> **Work order**: Each line of the material must reappear unchanged in the answer.

> **Entries provided**:
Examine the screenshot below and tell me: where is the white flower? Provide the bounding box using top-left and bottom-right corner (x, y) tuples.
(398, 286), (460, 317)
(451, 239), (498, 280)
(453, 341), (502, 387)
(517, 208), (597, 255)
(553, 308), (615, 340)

> **Reply**:
Examine the screenshot below and tell me: where is the white flower? Provide the bounding box using top-left and bottom-right corner (x, y) tuples.
(398, 286), (460, 317)
(451, 239), (498, 280)
(453, 341), (502, 387)
(517, 208), (597, 255)
(553, 308), (615, 340)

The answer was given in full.